____ INPUT MATERIAL

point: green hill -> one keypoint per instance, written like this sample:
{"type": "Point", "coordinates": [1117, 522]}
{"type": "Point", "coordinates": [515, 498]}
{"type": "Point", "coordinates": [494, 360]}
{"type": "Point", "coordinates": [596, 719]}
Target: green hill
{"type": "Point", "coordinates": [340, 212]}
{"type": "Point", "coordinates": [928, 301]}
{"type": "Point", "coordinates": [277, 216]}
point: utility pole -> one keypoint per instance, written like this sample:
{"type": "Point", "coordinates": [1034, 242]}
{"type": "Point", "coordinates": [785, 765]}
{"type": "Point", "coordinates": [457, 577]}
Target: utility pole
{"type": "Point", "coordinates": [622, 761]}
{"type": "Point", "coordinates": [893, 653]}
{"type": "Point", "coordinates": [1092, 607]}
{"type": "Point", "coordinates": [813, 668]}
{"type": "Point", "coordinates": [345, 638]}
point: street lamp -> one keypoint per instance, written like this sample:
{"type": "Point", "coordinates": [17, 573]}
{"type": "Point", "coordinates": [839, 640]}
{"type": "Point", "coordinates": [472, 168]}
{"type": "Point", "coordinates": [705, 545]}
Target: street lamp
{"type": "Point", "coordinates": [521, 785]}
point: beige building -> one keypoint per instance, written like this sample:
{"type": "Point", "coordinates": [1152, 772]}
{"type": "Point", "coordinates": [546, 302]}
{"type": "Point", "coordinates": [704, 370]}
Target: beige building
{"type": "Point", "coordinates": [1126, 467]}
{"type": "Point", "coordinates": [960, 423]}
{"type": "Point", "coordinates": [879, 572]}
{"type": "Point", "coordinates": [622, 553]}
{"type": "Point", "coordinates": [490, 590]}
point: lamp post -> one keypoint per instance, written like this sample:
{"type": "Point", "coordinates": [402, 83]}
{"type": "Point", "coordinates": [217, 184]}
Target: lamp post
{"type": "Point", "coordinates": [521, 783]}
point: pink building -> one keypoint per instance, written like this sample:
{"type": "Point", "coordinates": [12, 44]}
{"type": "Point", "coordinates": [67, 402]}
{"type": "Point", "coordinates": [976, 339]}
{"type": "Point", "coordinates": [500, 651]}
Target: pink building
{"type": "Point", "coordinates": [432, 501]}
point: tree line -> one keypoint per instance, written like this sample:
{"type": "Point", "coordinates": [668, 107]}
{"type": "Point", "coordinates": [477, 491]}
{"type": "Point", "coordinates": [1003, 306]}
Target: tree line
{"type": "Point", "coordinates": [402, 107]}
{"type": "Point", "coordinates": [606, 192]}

________

When you copy the material, keep every line exactly as it stands.

> [ANSWER SPACE]
point: green hill -> one keypoint per instance, written like this sample:
{"type": "Point", "coordinates": [1117, 522]}
{"type": "Point", "coordinates": [515, 498]}
{"type": "Point", "coordinates": [494, 360]}
{"type": "Point", "coordinates": [596, 719]}
Target: green hill
{"type": "Point", "coordinates": [340, 212]}
{"type": "Point", "coordinates": [928, 301]}
{"type": "Point", "coordinates": [277, 216]}
point: utility pole -> one keypoint per instance, written like this sample:
{"type": "Point", "coordinates": [1034, 242]}
{"type": "Point", "coordinates": [785, 765]}
{"type": "Point", "coordinates": [457, 577]}
Target: utility pole
{"type": "Point", "coordinates": [622, 761]}
{"type": "Point", "coordinates": [893, 653]}
{"type": "Point", "coordinates": [1092, 607]}
{"type": "Point", "coordinates": [813, 668]}
{"type": "Point", "coordinates": [345, 638]}
point: street lamp -> one keypoint per instance, written like this sample:
{"type": "Point", "coordinates": [17, 573]}
{"type": "Point", "coordinates": [839, 640]}
{"type": "Point", "coordinates": [472, 168]}
{"type": "Point", "coordinates": [705, 545]}
Target: street lamp
{"type": "Point", "coordinates": [521, 785]}
point: beige building -> one keypoint per instance, written like this sample:
{"type": "Point", "coordinates": [1152, 772]}
{"type": "Point", "coordinates": [546, 302]}
{"type": "Point", "coordinates": [704, 370]}
Target: beige building
{"type": "Point", "coordinates": [1126, 467]}
{"type": "Point", "coordinates": [960, 423]}
{"type": "Point", "coordinates": [879, 572]}
{"type": "Point", "coordinates": [622, 553]}
{"type": "Point", "coordinates": [490, 590]}
point: lamp post -> one keypoint per instance, written like this sample:
{"type": "Point", "coordinates": [402, 83]}
{"type": "Point", "coordinates": [217, 184]}
Target: lamp post
{"type": "Point", "coordinates": [521, 783]}
point: pink building -> one keypoint per instance, written like this sample:
{"type": "Point", "coordinates": [12, 44]}
{"type": "Point", "coordinates": [67, 402]}
{"type": "Point", "coordinates": [976, 339]}
{"type": "Point", "coordinates": [500, 651]}
Target: pink building
{"type": "Point", "coordinates": [432, 501]}
point: tree line -> one keypoint per instance, written like this sample:
{"type": "Point", "coordinates": [668, 107]}
{"type": "Point", "coordinates": [477, 491]}
{"type": "Point", "coordinates": [1003, 306]}
Target: tree line
{"type": "Point", "coordinates": [402, 107]}
{"type": "Point", "coordinates": [606, 192]}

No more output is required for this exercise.